■ **Your goal**
Repeat the entries exactly as they are written.

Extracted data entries
━━━━━━
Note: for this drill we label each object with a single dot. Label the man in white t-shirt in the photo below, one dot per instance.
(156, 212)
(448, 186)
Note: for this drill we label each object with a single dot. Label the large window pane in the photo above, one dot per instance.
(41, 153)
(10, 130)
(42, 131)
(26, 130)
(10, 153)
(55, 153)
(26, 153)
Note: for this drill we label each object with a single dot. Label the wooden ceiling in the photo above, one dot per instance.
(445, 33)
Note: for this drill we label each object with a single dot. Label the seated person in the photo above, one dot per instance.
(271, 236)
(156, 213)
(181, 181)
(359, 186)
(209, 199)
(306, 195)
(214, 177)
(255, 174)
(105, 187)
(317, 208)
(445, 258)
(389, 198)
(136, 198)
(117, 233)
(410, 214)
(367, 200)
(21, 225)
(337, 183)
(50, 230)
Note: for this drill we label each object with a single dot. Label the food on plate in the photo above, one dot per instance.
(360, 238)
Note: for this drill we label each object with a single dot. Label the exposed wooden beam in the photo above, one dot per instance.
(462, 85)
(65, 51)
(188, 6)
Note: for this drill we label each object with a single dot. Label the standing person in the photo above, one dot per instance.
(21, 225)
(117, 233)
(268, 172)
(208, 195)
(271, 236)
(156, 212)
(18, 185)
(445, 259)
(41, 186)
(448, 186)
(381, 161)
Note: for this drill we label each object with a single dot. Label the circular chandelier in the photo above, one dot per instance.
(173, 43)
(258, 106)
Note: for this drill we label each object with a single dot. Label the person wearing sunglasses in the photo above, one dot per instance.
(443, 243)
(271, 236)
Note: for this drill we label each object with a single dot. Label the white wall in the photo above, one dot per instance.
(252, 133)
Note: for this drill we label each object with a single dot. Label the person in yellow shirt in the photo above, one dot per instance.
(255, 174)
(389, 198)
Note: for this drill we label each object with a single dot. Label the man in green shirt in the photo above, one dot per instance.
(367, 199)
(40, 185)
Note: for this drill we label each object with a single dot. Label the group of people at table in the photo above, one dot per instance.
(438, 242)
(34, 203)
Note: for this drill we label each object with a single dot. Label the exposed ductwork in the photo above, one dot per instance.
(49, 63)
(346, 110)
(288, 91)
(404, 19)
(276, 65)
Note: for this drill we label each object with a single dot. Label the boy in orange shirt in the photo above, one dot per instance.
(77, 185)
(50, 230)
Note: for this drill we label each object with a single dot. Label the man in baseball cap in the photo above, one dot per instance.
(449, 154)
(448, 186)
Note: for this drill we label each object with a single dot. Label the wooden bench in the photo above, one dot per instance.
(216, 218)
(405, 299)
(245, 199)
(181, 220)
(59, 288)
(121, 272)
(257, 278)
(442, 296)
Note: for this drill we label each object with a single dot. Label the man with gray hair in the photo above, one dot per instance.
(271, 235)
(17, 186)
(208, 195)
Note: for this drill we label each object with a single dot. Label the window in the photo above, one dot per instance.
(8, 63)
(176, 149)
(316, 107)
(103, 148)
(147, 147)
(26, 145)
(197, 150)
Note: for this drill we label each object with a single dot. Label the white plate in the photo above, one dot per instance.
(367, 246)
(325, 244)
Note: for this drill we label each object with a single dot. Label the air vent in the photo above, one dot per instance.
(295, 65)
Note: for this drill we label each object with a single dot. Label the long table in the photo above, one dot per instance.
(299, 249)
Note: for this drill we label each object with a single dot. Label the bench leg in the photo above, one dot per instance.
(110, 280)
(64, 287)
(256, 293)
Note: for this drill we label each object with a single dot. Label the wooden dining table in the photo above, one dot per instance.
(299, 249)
━━━━━━
■ **Completed task**
Note: for this drill we label each object with a single dot. Label the man in white t-shirt in the photo below, one dot per instance.
(156, 212)
(448, 186)
Note: for this drill we label each object with a single dot. Label the large window pane in the photo above, one dot per instance.
(41, 153)
(10, 130)
(42, 131)
(26, 130)
(10, 153)
(55, 153)
(26, 153)
Note: for this drill we label each object with a single dot. Label the wooden ceiling in the photo above, one dot per instance.
(445, 33)
Note: for this drill we label each object with a single dot. Label the seated person in the photo above, one dot per instance.
(271, 236)
(156, 213)
(181, 181)
(359, 186)
(209, 199)
(306, 195)
(214, 177)
(255, 174)
(105, 187)
(317, 208)
(445, 258)
(389, 198)
(136, 198)
(117, 233)
(410, 214)
(367, 200)
(21, 225)
(337, 183)
(50, 230)
Note: for this drill we label each object with a single dot. Label the food on plate in the photo above, one dot per instance.
(360, 238)
Note: for this drill we label each object with a single dot. Label the exposed wooden beam in the photo above, one dot per instance.
(462, 85)
(65, 51)
(188, 6)
Note: for this drill we label each object with a single dot. Label the standing person in the photo above, one dot per instance.
(21, 225)
(117, 233)
(268, 172)
(208, 195)
(271, 236)
(156, 212)
(18, 185)
(445, 259)
(41, 186)
(448, 186)
(381, 161)
Note: for this drill we label each object with a single dot. Label the circular chandelier in the photo above, one dot per instance.
(173, 43)
(258, 106)
Note: for this drill we label each object with a single dot. Label the person wearing sunglasses in the photo above, one dot per instance.
(443, 243)
(271, 236)
Note: for this drill we label each object with a single dot. Label the white wall in the photo above, one dot per instance.
(252, 133)
Note: for this drill we label each object with a single dot. Label the person in yellow shirt in the photo above, one dot per instance.
(255, 174)
(389, 198)
Note: for this drill we label each object with a single dot. Label the man in green shirt in the photo above, one dot per instance.
(367, 199)
(40, 185)
Note: for this drill we label each object with a single dot. Label the group of people at table in the photo above, one dot per instance.
(438, 242)
(34, 203)
Note: for this drill we label each object with a single dot. Label the exposed ductwork in the photo above, one dot per instance.
(49, 63)
(346, 110)
(288, 91)
(404, 19)
(276, 65)
Note: for this drill we label each object with a single dot. Label the boy in orange shirt in the photo above, one dot per instance.
(77, 185)
(50, 230)
Note: for this drill we label each object with a single dot. Label the man in baseball cap in the photo above, one dot per instance.
(449, 154)
(448, 186)
Note: for this drill we label each object with a single dot. Label the wooden bench in the photo above, one dot per instance.
(216, 218)
(405, 299)
(245, 199)
(181, 220)
(59, 288)
(121, 272)
(257, 278)
(442, 296)
Note: for this drill we label each object with a single dot. Label the man with gray hair in the photo above, one dot per instance.
(271, 235)
(17, 186)
(208, 195)
Note: for this drill we label each object with a single dot. Label the window in the photo above, one dot per instance.
(8, 63)
(176, 149)
(316, 107)
(103, 148)
(147, 147)
(26, 145)
(197, 150)
Note: for this drill we label each object with a single dot. Label the white plate in the photo above, one dot per instance.
(367, 246)
(325, 244)
Note: for this drill we label each object with a single dot. Label the air vent in the photo above, one dot per instance.
(295, 65)
Note: for this drill we label each object with a single dot. Label the long table in the photo above, one dot per instance.
(299, 249)
Note: for this drill we label each object with a single dot. Label the bench leg in the photo above, one dot per instance.
(110, 280)
(64, 287)
(256, 293)
Note: for this drill we label each object with a single dot. Label the wooden dining table in the photo above, one dot per instance.
(299, 249)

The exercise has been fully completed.